> **Document excerpt**

»»

TOKYO -- Japan, the locomotive that seemed unslowable only a year ago, enters 1992 experimenting with a word it's had to use only once before since World War II -- recession.
The "R"-word is one most Japanese think is used only in other countries. The only actual recession ever to interrupt Japan's postwar "economic miracle" began 18 years ago in 1973, when an economy still overdependent on imported oil was rocked by the Arab embargo.
This time the word "recession" slipped into public discourse almost unnoticed on Dec. 4, through the lips of Yasuo Katsumura, vice minister of the Economic Planning Agency.
He used it, of course, only to deny that Japan would have one.
"There isn't any recession in sight," he declared.
It was the first time in most people's memory that an official found Japan's economy weak enough to require a denial that there might be a recession.
Perhaps predictably, the effect of the denial has been to make the word reverberate ever since.
Yet President Bush, who is due here Jan. 7 for his first state visit, has repeatedly declared that his trip is about finding new markets for U.S. exports in order to create jobs for America's growing armies of unemployed workers.
His timing couldn't be worse.
Mr. Katsumura was speaking at a news conference at which the Economic Planning Agency announced that the economy slowed a 1.6 percent annual growth rate in the gross national product for the quarter that ended Sept. 30.
That was the slowest growth since the 0.4 percent annual rate of the quarter that ended June 30, 1989. Even so, it defied widespread predictions by private analysts that the quarter would show what economists choose to call "negative growth."
But Mr. Katsumura's remark brought into the open a word more and more business leaders and government and private economists had been debating over dinner and in boardrooms for more than two months.
"We cannot totally rule out the possibility of a recession -- under the U.S. definition of two consecutive quarters of negative growth -- during the current downturn," Credit Suisse said in its December Tokyo Investment Advisor, published the day after Mr. Katsumura spoke but printed a week earlier.
For the moment, the debate turns on whether this may turn out to be the quarter that ushers in a recession.
It is a portentous debate, not only for Japan but perhaps even more so for the rest of the world, especially the United States.
Japan itself shows no signs so far of mass unemployment or the other most severe features of recessions in most of the industrialized world.

««

> **Dataset excerpt**
»»

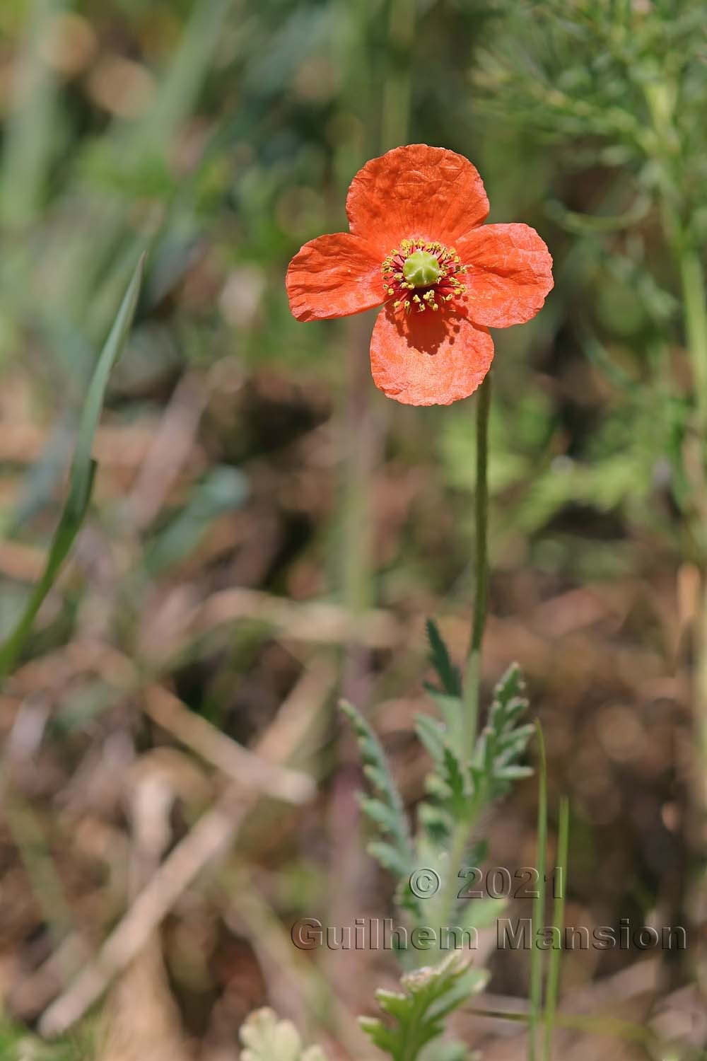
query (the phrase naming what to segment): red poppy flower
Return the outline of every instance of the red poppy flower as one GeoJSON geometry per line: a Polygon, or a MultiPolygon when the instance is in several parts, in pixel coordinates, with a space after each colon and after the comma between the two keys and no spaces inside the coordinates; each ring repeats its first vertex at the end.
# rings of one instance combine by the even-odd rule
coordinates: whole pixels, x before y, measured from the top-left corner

««

> **Task details**
Write the next few paragraphs of the news article about Japan facing a possible recession as 1992 begins, picking up after its last sentence.

> **Final result**
In fact, the country's biggest labor problem continues to be a severe shortage of workers.
So far, any recession, if it turns out that Japan is entering one, is taking the form of drastically reduced overtime and marginally reduced annual bonuses for most workers.
For millions of Japanese, that has meant setbacks in retirement savings and other family goals, and less money for parties and gifts this New Year's season.
Japan's steady slowdown this fall has meant drastically reduced consumer spending estimates and the first cutbacks in corporate investment in more than a decade. That decline has, in turn, depressed demand for U.S. consumer goods and manufacturing equipment, both of which had been expanding their beachheads here for three years.
Slowing imports from the United States have, in turn, been a key cause of a return to exponentially growing Japanese surpluses, which had been abating in the two-way trade for more than two years.
Since Mr. Katsumura let the word "recession" pass his lips, his agency has edged steadily closer to adopting it.
The country is "no longer in an expansionary phase," the Economic Planning Agency said in a report published Dec. 26.
The report did not mention that the most common alternative to "an expansionary phase" is customarily referred to with a nine-letter word beginning with "r."
The next day, the planning agency eased the word one more step into the public's consciousness. It told Japanese reporters informally that it expected, "no deep recession."
The report also warned that the Bank of Japan's two-year tight-money policy, designed to wring out the excesses of the 1980s "bubble economy" and to stifle inflationary stirrings, needed to be "more balanced" in the face of a drastically slowing economy.
Japanese government agencies are usually more polite than that when they criticize each other in public.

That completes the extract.